*** DATA ***
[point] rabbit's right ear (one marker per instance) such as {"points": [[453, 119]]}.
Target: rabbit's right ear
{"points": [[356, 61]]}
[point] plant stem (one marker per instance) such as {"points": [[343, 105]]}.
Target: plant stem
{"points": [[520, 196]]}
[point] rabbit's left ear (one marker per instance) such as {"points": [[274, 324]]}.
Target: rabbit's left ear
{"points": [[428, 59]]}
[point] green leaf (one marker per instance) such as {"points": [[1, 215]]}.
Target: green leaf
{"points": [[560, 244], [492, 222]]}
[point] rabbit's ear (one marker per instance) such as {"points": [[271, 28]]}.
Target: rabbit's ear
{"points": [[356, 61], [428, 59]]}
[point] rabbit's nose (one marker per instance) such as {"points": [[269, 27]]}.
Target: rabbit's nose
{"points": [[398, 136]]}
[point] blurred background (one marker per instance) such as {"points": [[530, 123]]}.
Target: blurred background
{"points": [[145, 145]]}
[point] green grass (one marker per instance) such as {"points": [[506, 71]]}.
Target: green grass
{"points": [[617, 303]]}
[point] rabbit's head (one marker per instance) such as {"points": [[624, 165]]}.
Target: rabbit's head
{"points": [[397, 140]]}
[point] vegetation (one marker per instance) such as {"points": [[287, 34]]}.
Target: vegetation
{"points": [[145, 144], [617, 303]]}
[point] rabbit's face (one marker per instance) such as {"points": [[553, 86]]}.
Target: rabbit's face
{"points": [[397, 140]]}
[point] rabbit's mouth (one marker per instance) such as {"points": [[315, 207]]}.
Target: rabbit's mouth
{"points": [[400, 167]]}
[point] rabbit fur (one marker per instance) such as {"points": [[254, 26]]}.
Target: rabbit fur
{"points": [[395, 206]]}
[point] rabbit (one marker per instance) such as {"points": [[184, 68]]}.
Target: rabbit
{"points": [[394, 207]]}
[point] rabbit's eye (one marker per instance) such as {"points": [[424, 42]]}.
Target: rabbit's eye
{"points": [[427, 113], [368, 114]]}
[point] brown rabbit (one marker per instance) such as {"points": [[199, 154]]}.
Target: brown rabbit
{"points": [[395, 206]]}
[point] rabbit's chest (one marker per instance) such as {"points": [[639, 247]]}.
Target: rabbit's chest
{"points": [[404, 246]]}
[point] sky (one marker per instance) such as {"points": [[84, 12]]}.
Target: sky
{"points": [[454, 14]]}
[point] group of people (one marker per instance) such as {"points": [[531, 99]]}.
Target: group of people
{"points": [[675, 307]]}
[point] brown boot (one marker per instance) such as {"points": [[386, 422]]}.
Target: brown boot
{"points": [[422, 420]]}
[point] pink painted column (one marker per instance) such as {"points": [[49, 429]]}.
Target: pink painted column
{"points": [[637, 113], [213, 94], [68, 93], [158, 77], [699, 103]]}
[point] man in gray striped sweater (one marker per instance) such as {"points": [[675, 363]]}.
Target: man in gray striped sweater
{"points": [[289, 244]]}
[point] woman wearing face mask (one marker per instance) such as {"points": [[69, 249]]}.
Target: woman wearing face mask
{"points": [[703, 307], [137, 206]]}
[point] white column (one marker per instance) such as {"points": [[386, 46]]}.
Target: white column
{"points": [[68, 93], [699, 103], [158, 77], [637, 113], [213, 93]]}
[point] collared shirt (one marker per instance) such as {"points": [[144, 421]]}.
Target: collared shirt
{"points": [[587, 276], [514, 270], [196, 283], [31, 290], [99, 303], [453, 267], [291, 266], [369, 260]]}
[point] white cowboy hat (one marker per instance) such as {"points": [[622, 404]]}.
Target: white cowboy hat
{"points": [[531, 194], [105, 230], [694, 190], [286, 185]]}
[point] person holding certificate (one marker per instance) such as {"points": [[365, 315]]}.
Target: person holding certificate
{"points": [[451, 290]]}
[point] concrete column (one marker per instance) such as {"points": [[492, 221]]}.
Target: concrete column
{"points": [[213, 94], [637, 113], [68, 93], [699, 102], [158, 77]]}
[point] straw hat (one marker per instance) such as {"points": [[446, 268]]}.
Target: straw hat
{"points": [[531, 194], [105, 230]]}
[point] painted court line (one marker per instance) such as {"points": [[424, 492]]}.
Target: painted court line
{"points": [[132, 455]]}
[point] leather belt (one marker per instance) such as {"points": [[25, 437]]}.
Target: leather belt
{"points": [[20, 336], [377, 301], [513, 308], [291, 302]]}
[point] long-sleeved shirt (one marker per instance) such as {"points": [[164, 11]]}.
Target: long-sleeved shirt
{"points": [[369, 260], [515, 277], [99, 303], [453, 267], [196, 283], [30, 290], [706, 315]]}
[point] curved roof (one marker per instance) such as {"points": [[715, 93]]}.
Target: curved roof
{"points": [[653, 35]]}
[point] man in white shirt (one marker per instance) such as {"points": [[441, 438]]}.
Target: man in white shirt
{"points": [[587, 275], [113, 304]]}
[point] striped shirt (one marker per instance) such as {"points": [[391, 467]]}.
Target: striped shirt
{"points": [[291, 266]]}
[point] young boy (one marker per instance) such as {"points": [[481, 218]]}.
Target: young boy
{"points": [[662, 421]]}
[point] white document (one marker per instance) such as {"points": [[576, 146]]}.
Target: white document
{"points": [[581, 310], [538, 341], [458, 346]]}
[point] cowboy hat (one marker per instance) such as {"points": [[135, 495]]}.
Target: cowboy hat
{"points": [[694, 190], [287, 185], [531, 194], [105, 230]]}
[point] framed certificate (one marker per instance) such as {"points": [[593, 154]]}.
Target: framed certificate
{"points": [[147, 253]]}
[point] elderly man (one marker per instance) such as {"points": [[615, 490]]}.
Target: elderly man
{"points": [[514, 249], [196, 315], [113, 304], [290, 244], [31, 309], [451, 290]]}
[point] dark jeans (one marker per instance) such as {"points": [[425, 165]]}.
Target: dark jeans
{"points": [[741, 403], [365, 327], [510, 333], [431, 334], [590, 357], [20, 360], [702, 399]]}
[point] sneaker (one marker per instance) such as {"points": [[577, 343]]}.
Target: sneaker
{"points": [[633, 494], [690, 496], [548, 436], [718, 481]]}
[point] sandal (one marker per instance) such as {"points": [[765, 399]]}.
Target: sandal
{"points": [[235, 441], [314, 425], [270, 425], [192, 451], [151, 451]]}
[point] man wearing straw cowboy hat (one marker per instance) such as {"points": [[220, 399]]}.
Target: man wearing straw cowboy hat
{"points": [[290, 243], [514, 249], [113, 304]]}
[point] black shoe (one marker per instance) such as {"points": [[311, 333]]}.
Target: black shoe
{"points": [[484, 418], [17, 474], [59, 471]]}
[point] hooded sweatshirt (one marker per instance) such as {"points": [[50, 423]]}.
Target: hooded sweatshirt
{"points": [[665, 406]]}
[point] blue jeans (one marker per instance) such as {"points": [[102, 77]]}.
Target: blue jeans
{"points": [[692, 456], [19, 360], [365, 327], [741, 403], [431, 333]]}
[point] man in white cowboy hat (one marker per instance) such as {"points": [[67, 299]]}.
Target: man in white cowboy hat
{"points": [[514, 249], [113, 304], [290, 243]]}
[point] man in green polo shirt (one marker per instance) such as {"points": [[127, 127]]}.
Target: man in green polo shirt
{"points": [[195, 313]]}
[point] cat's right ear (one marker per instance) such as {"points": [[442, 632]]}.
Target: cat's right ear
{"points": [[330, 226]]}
*** End of DATA ***
-- EXERCISE AIM --
When you transcribe the records above, keep every line exactly the same.

-- ANSWER FOR THE TASK --
[point] rabbit's right ear (one marker per instance) such as {"points": [[453, 119]]}.
Target: rabbit's right ear
{"points": [[356, 61]]}
[point] plant stem (one marker per instance) such as {"points": [[343, 105]]}.
Target: plant stem
{"points": [[520, 196]]}
[point] rabbit's left ear (one marker per instance) such as {"points": [[274, 324]]}.
Target: rabbit's left ear
{"points": [[428, 59]]}
[point] green leaf (one marker per instance) such as {"points": [[1, 215]]}.
Target: green leaf
{"points": [[560, 244], [492, 222]]}
[point] rabbit's ear (one marker per instance) such as {"points": [[271, 28]]}.
Target: rabbit's ear
{"points": [[356, 61], [428, 59]]}
[point] rabbit's nose (one marker per instance) such as {"points": [[269, 27]]}.
Target: rabbit's nose
{"points": [[398, 136]]}
[point] blurred background (one marker per instance) such as {"points": [[530, 123]]}.
Target: blurred background
{"points": [[145, 145]]}
[point] green grass (one marker per instance) such as {"points": [[506, 71]]}.
Target: green grass
{"points": [[617, 303]]}
[point] rabbit's head (one marker per instance) such as {"points": [[624, 165]]}.
Target: rabbit's head
{"points": [[397, 140]]}
[point] vegetation (one marker per instance) such as {"points": [[287, 34]]}.
Target: vegetation
{"points": [[145, 144], [617, 303]]}
[point] rabbit's face (one marker per instance) such as {"points": [[553, 86]]}.
Target: rabbit's face
{"points": [[397, 140]]}
[point] rabbit's mouth (one marker per instance) such as {"points": [[315, 207]]}.
Target: rabbit's mouth
{"points": [[400, 167]]}
[point] rabbit fur (one marker per instance) such as {"points": [[254, 26]]}.
Target: rabbit fur
{"points": [[395, 206]]}
[point] rabbit (one marker per instance) such as {"points": [[184, 68]]}.
Target: rabbit
{"points": [[394, 207]]}
[point] rabbit's eye (one marker per instance) such as {"points": [[424, 42]]}.
Target: rabbit's eye
{"points": [[427, 113], [368, 114]]}
[point] brown rabbit (one marker per instance) such as {"points": [[199, 154]]}.
Target: brown rabbit
{"points": [[395, 206]]}
[point] rabbit's chest (one marker per instance) such as {"points": [[639, 247]]}.
Target: rabbit's chest
{"points": [[404, 246]]}
[point] sky (one marker per instance) such as {"points": [[84, 12]]}.
Target: sky
{"points": [[454, 14]]}
[point] group of people (one marker per instance) such as {"points": [[531, 99]]}.
Target: group of people
{"points": [[675, 307]]}
[point] brown boot (one marker per instance) such as {"points": [[386, 422]]}.
Target: brown boot
{"points": [[422, 420]]}
[point] pink painted column (one marker per instance) such as {"points": [[49, 429]]}.
Target: pink painted column
{"points": [[637, 113], [213, 94], [68, 93], [158, 77], [699, 103]]}
[point] man in gray striped sweater (one marker per instance) such as {"points": [[675, 363]]}.
Target: man in gray striped sweater
{"points": [[289, 244]]}
[point] woman wearing face mask (one marker per instance) such as {"points": [[69, 249]]}.
Target: woman wearing face mask
{"points": [[703, 307], [137, 206]]}
[point] white column (one marker per instance) such as {"points": [[386, 46]]}.
Target: white column
{"points": [[68, 93], [699, 103], [158, 77], [637, 113], [213, 93]]}
[point] collared shirt (one marker per instance) such as {"points": [[144, 421]]}.
Target: collared shirt
{"points": [[587, 276], [514, 270], [196, 283], [31, 290], [99, 303], [453, 267], [291, 266], [369, 260]]}
[point] white cowboy hat (one marker per instance) such as {"points": [[622, 404]]}.
Target: white cowboy hat
{"points": [[531, 194], [105, 230], [694, 190], [286, 185]]}
[point] person holding certificate (one marker per instance) such as {"points": [[365, 315]]}.
Target: person holding certificate
{"points": [[451, 290]]}
[point] concrete column (one marker per instance) such as {"points": [[492, 221]]}.
Target: concrete column
{"points": [[213, 94], [637, 113], [68, 93], [699, 102], [158, 77]]}
[point] straw hat (one marker per instance) such as {"points": [[446, 268]]}.
Target: straw hat
{"points": [[531, 194], [105, 230]]}
[point] painted court line (one marker per instance) such as {"points": [[424, 492]]}.
Target: painted court line
{"points": [[132, 455]]}
[point] leather belt (one marker per instance) such as {"points": [[25, 437]]}.
Target: leather belt
{"points": [[20, 336], [377, 301], [513, 308], [291, 302]]}
[point] long-sleeved shirt (one marker per instance) such as {"points": [[164, 11]]}.
Target: long-sleeved shirt
{"points": [[369, 260], [515, 277], [99, 303], [453, 267], [196, 283], [30, 290], [706, 315]]}
[point] curved roof (one marker per instance) such as {"points": [[715, 93]]}.
Target: curved roof
{"points": [[653, 35]]}
[point] man in white shirt (one marker per instance) such as {"points": [[441, 438]]}.
Target: man in white shirt
{"points": [[587, 275], [113, 304]]}
[point] striped shirt (one marker per instance) such as {"points": [[391, 467]]}.
Target: striped shirt
{"points": [[291, 266]]}
[point] young boy (one marker per instance) such as {"points": [[481, 218]]}.
Target: young boy
{"points": [[662, 421]]}
[point] white document (one marker per instance) such as {"points": [[576, 146]]}.
Target: white document
{"points": [[581, 310], [538, 341], [458, 346]]}
[point] cowboy hat (one marker per instance) such as {"points": [[135, 495]]}.
Target: cowboy hat
{"points": [[694, 190], [287, 185], [531, 194], [105, 230]]}
[point] framed certificate (one marker per instance) such as {"points": [[593, 154]]}.
Target: framed certificate
{"points": [[147, 253]]}
[point] elderly man (one marker per instance) such as {"points": [[615, 490]]}.
Target: elderly man
{"points": [[514, 249], [196, 315], [113, 304], [290, 244], [31, 309], [451, 290]]}
[point] dark jeans (one marker per instance) such as {"points": [[425, 165]]}.
Target: dark jeans
{"points": [[741, 403], [365, 327], [510, 333], [431, 334], [590, 357], [20, 360], [702, 399]]}
[point] sneaker (one marker per instance) such as {"points": [[577, 343]]}.
Target: sneaker
{"points": [[633, 494], [690, 496], [548, 436], [718, 481]]}
[point] sandal (one marker per instance) such as {"points": [[765, 399]]}.
Target: sandal
{"points": [[235, 441], [314, 425], [270, 425], [192, 451], [151, 451]]}
[point] man wearing straw cowboy hat (one marker per instance) such as {"points": [[220, 399]]}.
Target: man wearing straw cowboy hat
{"points": [[290, 243], [514, 249], [113, 304]]}
[point] black shoe (one marker per instance) such as {"points": [[311, 333]]}.
Target: black shoe
{"points": [[484, 418], [17, 474], [59, 471]]}
[point] hooded sweatshirt (one marker per instance) such as {"points": [[50, 423]]}.
Target: hooded sweatshirt
{"points": [[665, 406]]}
[point] blue jeans (one marker per instance) such as {"points": [[102, 77]]}.
Target: blue jeans
{"points": [[692, 456], [19, 360], [365, 327], [741, 403], [431, 333]]}
[point] man in white cowboy hat (one marker per instance) such as {"points": [[67, 299]]}.
Target: man in white cowboy hat
{"points": [[514, 249], [113, 304], [290, 243]]}
[point] man in green polo shirt (one marker per instance) such as {"points": [[127, 127]]}.
Target: man in green polo shirt
{"points": [[195, 313]]}
[point] cat's right ear (one marker per instance) such as {"points": [[442, 632]]}.
Target: cat's right ear
{"points": [[330, 226]]}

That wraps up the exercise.